> **What the exercise asks**
Reproduce the listing below with every "Target" renamed to "Object", keeping all other text the same.
── Extracted entries
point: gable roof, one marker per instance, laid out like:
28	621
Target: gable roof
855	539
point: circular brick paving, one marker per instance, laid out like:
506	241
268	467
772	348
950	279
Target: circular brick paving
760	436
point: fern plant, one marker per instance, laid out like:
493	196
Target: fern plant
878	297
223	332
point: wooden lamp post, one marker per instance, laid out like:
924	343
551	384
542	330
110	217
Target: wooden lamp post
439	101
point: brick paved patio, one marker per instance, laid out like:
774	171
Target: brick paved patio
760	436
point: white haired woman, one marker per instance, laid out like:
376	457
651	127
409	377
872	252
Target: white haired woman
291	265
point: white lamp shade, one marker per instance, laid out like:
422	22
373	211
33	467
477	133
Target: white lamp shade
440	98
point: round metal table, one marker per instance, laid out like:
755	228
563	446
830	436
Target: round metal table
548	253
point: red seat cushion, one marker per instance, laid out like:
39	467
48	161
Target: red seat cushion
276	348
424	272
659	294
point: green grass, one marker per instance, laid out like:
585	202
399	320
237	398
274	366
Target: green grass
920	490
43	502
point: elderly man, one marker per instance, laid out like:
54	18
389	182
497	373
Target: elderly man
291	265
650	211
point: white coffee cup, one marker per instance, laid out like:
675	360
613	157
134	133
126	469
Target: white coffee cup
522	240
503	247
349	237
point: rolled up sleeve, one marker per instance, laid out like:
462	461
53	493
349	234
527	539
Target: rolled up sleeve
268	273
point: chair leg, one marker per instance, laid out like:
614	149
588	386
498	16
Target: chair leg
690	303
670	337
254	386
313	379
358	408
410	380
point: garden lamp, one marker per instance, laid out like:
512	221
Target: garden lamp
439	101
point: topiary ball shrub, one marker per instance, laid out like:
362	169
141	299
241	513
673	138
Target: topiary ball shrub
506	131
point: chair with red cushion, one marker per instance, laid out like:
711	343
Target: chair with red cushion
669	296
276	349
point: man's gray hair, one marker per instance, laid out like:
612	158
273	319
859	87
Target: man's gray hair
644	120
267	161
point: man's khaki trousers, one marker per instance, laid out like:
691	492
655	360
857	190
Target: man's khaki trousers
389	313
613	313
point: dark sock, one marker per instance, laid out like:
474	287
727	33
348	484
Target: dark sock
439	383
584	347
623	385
────
> **Response**
point: gable roof, one marker per instance, laid out like:
28	621
Object: gable roof
855	539
point: circular brick paving, one marker per instance, laid out like:
506	241
268	467
772	348
950	279
Object: circular brick paving
760	436
point: fern plant, one marker per instance, laid out like:
493	196
Object: fern plant
878	297
223	332
point: wooden lamp post, one marker per instance, laid out like:
924	343
551	384
542	330
110	217
Object: wooden lamp post
439	101
point: brick paved patio, one marker per instance, laid out like:
774	171
Object: brick paved patio
760	436
point: white haired woman, one marker per instance, laid out like:
376	457
651	127
409	377
872	252
Object: white haired woman
291	265
point: white lamp shade, one marker per instance, laid out like:
422	22
373	211
33	467
477	133
Object: white lamp shade
440	98
point: round metal table, one marker per instance, laid out like:
755	228
563	446
830	436
Object: round metal table
548	253
point: red seat cushion, one marker per instance, laid out like:
39	467
48	161
Object: red seat cushion
276	348
424	272
659	294
point: green grass, one marker per instance, laid out like:
585	202
399	320
237	398
274	366
Object: green grass
920	490
43	502
point: elderly man, one marker per instance, laid out like:
54	18
389	182
497	373
Object: elderly man
291	265
650	211
point: white coffee cup, one marker per instance, laid out like:
675	360
613	157
134	133
126	469
Object: white coffee cup
522	240
503	247
349	237
point: rolled up sleeve, one marker per instance, laid out like:
462	461
53	493
349	234
527	539
Object: rolled up sleeve
268	273
point: chair leg, one marker per instance, laid out like:
614	149
588	386
498	16
Object: chair leg
690	303
670	337
254	386
313	379
358	408
410	380
point: garden lamp, one marker per instance, laid out like:
512	221
Object: garden lamp
439	101
point: topiary ball shrub, one marker per instance, laid out like:
362	169
141	299
241	513
673	138
Object: topiary ball shrub
506	131
point: chair with red cushion, one marker per instance, laid out like:
711	343
Object: chair with red cushion
669	296
276	349
point: man's gray hair, one marker per instance, laid out like:
612	158
273	319
859	87
Object: man's gray hair
644	120
267	161
point: man's khaki trousers, one marker per instance, laid out like:
691	492
655	360
857	190
Object: man's khaki trousers
389	313
613	313
point: dark sock, one marker per instance, laid out like:
474	287
727	33
348	484
Object: dark sock
439	383
584	347
623	385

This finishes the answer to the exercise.